_EXERCISE PROMPT_
Restate each of the lines below word for word and drop every picture.

_ENTRIES SHOWN_
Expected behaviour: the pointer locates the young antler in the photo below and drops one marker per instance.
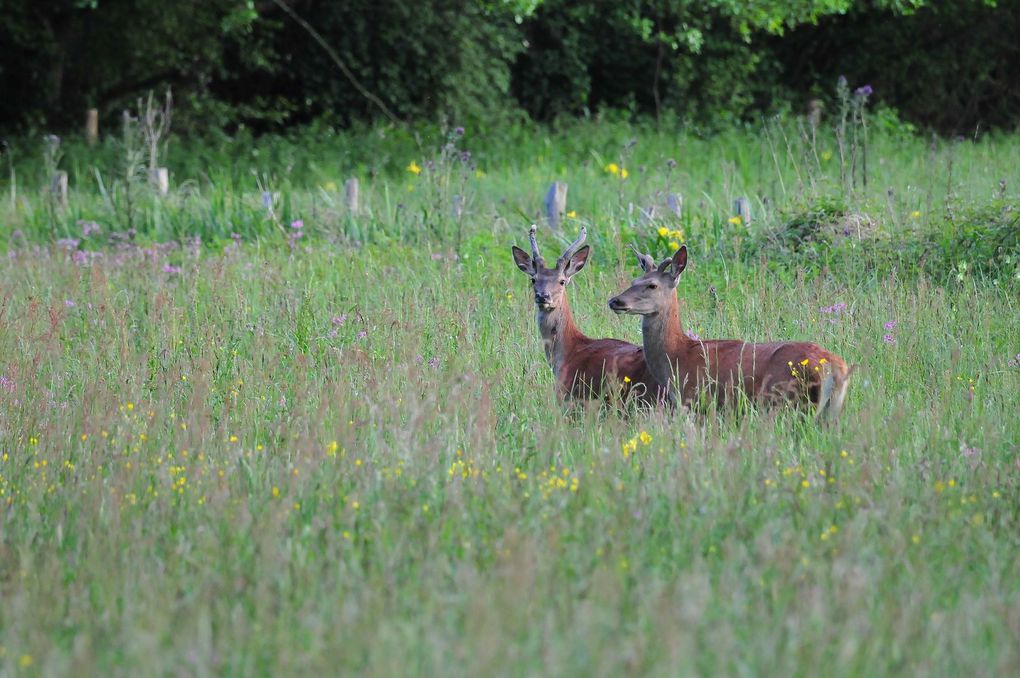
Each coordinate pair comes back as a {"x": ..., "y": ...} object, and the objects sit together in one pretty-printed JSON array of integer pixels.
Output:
[
  {"x": 570, "y": 251},
  {"x": 536, "y": 256}
]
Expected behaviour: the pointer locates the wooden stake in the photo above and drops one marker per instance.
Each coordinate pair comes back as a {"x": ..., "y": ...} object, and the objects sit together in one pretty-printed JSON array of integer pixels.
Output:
[
  {"x": 742, "y": 208},
  {"x": 556, "y": 203},
  {"x": 160, "y": 177},
  {"x": 58, "y": 189},
  {"x": 351, "y": 195},
  {"x": 92, "y": 126}
]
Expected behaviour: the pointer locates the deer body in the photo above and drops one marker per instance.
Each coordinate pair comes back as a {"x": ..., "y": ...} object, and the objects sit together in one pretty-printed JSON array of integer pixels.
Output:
[
  {"x": 584, "y": 368},
  {"x": 723, "y": 370}
]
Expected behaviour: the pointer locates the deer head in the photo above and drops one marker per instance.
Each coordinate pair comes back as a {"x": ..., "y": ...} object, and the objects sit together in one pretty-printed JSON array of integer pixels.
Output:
[
  {"x": 656, "y": 290},
  {"x": 550, "y": 283}
]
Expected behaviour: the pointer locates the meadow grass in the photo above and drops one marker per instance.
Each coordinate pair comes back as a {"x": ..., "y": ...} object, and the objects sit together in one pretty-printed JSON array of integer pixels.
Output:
[{"x": 343, "y": 453}]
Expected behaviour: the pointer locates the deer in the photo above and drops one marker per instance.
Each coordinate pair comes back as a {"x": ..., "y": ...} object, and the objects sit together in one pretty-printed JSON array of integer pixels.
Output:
[
  {"x": 583, "y": 367},
  {"x": 696, "y": 372}
]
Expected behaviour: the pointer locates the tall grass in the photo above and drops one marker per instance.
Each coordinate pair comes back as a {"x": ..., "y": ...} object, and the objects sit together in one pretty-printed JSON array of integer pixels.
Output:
[{"x": 344, "y": 454}]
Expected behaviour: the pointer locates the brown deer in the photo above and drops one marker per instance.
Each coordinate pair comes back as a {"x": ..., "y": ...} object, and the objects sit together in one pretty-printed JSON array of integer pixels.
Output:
[
  {"x": 725, "y": 369},
  {"x": 583, "y": 367}
]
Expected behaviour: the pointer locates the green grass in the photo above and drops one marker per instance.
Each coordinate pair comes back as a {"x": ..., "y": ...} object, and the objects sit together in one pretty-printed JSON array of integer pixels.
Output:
[{"x": 210, "y": 472}]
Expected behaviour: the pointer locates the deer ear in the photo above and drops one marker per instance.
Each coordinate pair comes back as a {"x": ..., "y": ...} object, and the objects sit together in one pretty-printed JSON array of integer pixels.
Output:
[
  {"x": 522, "y": 260},
  {"x": 577, "y": 261},
  {"x": 678, "y": 263}
]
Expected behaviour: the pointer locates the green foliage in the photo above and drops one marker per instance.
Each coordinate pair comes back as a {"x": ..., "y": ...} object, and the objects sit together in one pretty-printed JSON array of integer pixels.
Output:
[{"x": 483, "y": 62}]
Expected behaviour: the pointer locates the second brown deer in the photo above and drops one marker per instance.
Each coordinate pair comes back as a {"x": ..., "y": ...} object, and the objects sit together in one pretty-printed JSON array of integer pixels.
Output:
[
  {"x": 724, "y": 370},
  {"x": 583, "y": 367}
]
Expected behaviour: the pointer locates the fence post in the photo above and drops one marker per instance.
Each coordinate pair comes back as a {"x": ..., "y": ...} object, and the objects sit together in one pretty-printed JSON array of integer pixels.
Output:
[
  {"x": 351, "y": 195},
  {"x": 92, "y": 126},
  {"x": 742, "y": 208},
  {"x": 160, "y": 177},
  {"x": 556, "y": 203},
  {"x": 58, "y": 189},
  {"x": 674, "y": 202}
]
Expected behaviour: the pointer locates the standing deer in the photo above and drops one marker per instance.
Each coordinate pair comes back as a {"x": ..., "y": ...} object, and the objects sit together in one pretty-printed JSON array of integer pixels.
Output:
[
  {"x": 581, "y": 365},
  {"x": 722, "y": 369}
]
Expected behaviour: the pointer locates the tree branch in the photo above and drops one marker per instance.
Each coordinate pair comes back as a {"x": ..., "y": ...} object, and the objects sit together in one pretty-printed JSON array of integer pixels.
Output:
[{"x": 340, "y": 62}]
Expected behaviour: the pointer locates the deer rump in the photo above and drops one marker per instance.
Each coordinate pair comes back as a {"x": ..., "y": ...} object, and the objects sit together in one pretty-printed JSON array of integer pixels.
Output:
[
  {"x": 768, "y": 373},
  {"x": 597, "y": 370}
]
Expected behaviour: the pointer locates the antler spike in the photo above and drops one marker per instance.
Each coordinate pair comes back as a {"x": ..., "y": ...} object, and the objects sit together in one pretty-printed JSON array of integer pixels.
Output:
[
  {"x": 570, "y": 251},
  {"x": 534, "y": 243}
]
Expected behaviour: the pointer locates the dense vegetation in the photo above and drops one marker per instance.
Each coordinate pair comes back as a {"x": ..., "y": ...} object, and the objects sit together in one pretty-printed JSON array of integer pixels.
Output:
[
  {"x": 953, "y": 66},
  {"x": 244, "y": 429}
]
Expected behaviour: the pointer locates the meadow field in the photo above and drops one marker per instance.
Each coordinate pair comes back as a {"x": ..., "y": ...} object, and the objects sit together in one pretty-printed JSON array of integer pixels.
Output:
[{"x": 245, "y": 430}]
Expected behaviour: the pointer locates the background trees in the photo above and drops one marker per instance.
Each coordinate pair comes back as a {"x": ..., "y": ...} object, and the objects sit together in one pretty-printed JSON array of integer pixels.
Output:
[{"x": 948, "y": 65}]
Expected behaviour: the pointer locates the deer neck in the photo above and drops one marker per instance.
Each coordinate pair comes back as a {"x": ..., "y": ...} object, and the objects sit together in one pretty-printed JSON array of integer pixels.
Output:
[
  {"x": 559, "y": 333},
  {"x": 665, "y": 343}
]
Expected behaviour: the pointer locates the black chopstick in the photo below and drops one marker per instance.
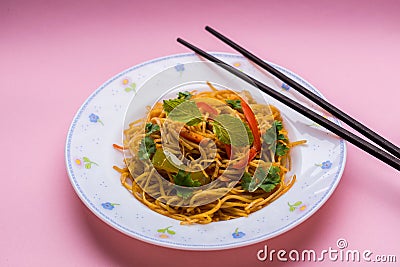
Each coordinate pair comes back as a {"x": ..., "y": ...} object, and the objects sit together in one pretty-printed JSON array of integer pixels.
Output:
[
  {"x": 356, "y": 125},
  {"x": 336, "y": 129}
]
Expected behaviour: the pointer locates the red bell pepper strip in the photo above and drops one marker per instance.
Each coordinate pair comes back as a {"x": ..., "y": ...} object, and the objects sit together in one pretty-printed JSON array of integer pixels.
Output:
[{"x": 251, "y": 120}]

_WRITTEN RESPONSE_
Expected behaviour: the pointer locates the young antler in the photo below and drops one marker per instance.
Each coordinate pair comes back as a {"x": ..., "y": ...} object, and the objects sit together in one pretty-printed JSON array of integer pixels.
Output:
[
  {"x": 570, "y": 251},
  {"x": 536, "y": 256}
]
Expected behaviour: the pointer locates the wooden stake in the photo above and drops one marker per instance.
Each coordinate pair comes back as a {"x": ..., "y": ...} object, and the objects sit together in one pretty-printed JSON array of integer pixels.
Output:
[
  {"x": 742, "y": 208},
  {"x": 556, "y": 203},
  {"x": 160, "y": 177},
  {"x": 58, "y": 189},
  {"x": 351, "y": 195},
  {"x": 92, "y": 126}
]
Expected behaviour: the pointer locates the deer body in the photo above and drops one marker per instance.
Each coordinate pair comes back as a {"x": ..., "y": ...} object, and the objects sit together in one pretty-printed JSON array of integer pixels.
Output:
[
  {"x": 584, "y": 368},
  {"x": 723, "y": 370}
]
Expected behaviour: the pointer locates the deer head in the photo above and drops one marker per instance.
Each coordinate pair comes back as a {"x": ..., "y": ...} object, and the objects sit together in one pretty-printed JSON array of integer pixels.
Output:
[
  {"x": 656, "y": 290},
  {"x": 550, "y": 283}
]
Expected behaviour: the pointer locates the meadow grass in the photo above and drops one marker per instance.
Each coordinate pair comes back as a {"x": ..., "y": ...} object, and the objects sit together in one pretty-printed JSON array of integer pixels.
Output:
[{"x": 343, "y": 453}]
Expected behaviour: the pointer locates the deer in the photo above and drops one marker per instance.
Each coordinate pair comes back as a {"x": ..., "y": ...} object, and the objects sit together in one pretty-printed JSON array of integer pixels.
Output:
[
  {"x": 583, "y": 367},
  {"x": 696, "y": 372}
]
Expected behaviour: the pointer locates the tall grass in the photo above and drops one marker per instance.
Each coordinate pair comes back as a {"x": ..., "y": ...} object, and the objects sit together in one pretty-printed JSON array of integer pixels.
Output:
[{"x": 344, "y": 454}]
Expected behaviour: the pointer locates the brown deer in the photo above and drops one marker per instance.
Each coordinate pair comes back as a {"x": ..., "y": ...} object, and the objects sit together in one pretty-printed JSON array of integer pixels.
Output:
[
  {"x": 725, "y": 369},
  {"x": 583, "y": 367}
]
Expected behaviour: the pointer locates the green grass in the photo above and drops one marker per instance.
Each coordinate pair comes back as a {"x": ..., "y": ...} object, and the objects sit together in one pretty-printed JSON array of integer pixels.
Output:
[{"x": 210, "y": 472}]
Expected behaviour: the pointer locates the deer ear in the photo above and drops one marker per instance.
Each coordinate pair comes back as a {"x": ..., "y": ...} object, and the objects sit together in one pretty-printed JSON array of integer pixels.
Output:
[
  {"x": 522, "y": 260},
  {"x": 577, "y": 261},
  {"x": 678, "y": 263}
]
Expected behaviour: the pointer locates the green foliage in the photo above and drops one marker per instance.
Each coordinate pair comes back as a {"x": ..., "y": ...} object, and the objects sit together in one pretty-printed JSON array of integer pixels.
Output:
[{"x": 483, "y": 62}]
Expected behaviour: the pointer locates the second brown deer in the photo above and drops one marker per instance.
Each coordinate pair comes back as a {"x": ..., "y": ...} object, and the objects sit together in one pretty-printed JSON array of integer pixels.
Output:
[
  {"x": 724, "y": 370},
  {"x": 583, "y": 367}
]
Expected behaviour: the pointer locates the fence post in the photo above and drops one marker per instance.
Each coordinate pair comes back as a {"x": ..., "y": ...} object, and the objects sit together in one pretty-printed JSON array of integer pixels.
Output:
[
  {"x": 351, "y": 195},
  {"x": 92, "y": 126},
  {"x": 742, "y": 208},
  {"x": 160, "y": 177},
  {"x": 556, "y": 203},
  {"x": 58, "y": 189},
  {"x": 674, "y": 202}
]
Expected behaviour: the pointer locates the standing deer in the photo above and drops one marker per instance.
Each coordinate pair comes back as a {"x": ..., "y": ...} object, and the objects sit together in one pretty-printed JSON array of integer pixels.
Output:
[
  {"x": 581, "y": 365},
  {"x": 722, "y": 369}
]
Expected behaviour: the pointer locates the tree branch in the photo above and drops one marker per instance.
Each coordinate pair comes back as a {"x": ..., "y": ...} object, and the objects sit together in one pretty-printed JSON array of integer pixels.
Output:
[{"x": 340, "y": 62}]
Expected behaviour: the pointer locates the deer rump in the photo above and drops one marker per instance.
Each coordinate pair comes back as a {"x": ..., "y": ...} object, and the objects sit together in one pretty-printed JSON array of integer pixels.
Output:
[
  {"x": 768, "y": 373},
  {"x": 597, "y": 370}
]
Expected behaviour: the pointer locates the antler spike in the photo above and drops one marker per instance.
Each coordinate pair comes back as a {"x": ..., "y": ...} object, and the objects sit together in one pretty-printed JSON array of integer pixels.
Output:
[
  {"x": 570, "y": 251},
  {"x": 534, "y": 243}
]
Expected behaviour: the pointer locates the dense vegetation in the photo above and drops one marker per instance.
Each coordinate pair comes back as a {"x": ..., "y": ...} object, and the objects sit together in one pretty-printed JSON array of integer pixels.
Output:
[
  {"x": 953, "y": 66},
  {"x": 244, "y": 429}
]
Expected behaviour: the pointer locates the meadow field in the photo above and drops one marker per instance.
Each coordinate pair comes back as a {"x": ..., "y": ...} object, and the objects sit together in one pretty-printed JSON array of integer pixels.
Output:
[{"x": 245, "y": 430}]
Expected behaviour: the pointer locates the background trees in the photo above and drops one marker per instance.
Each coordinate pair comes back as a {"x": ..., "y": ...} object, and the objects sit together in one pretty-printed JSON array of integer pixels.
Output:
[{"x": 948, "y": 65}]
Expected behaviour: the pointer locates the deer neck in the photo above and drops one marker per instance.
Each coordinate pair comes back as a {"x": ..., "y": ...} object, and the objects sit together in one pretty-printed JSON array of integer pixels.
Output:
[
  {"x": 559, "y": 333},
  {"x": 665, "y": 343}
]
Expected behaviour: the pointer locates the black chopstick in the photo below and drops one marker per instance.
Each coordinate pair comes back as a {"x": ..., "y": ...} object, and the objects sit together in one pretty-printed JSON array of integer pixels.
Output:
[
  {"x": 356, "y": 125},
  {"x": 336, "y": 129}
]
Expected behaviour: the pointer locates the red bell pepper strip in the photo above and drops one marker per instance.
Each coordinate pair comes back as a {"x": ..., "y": ...} object, and the objects sit together in one pretty-printed JSON array of integer pixels.
Output:
[{"x": 251, "y": 120}]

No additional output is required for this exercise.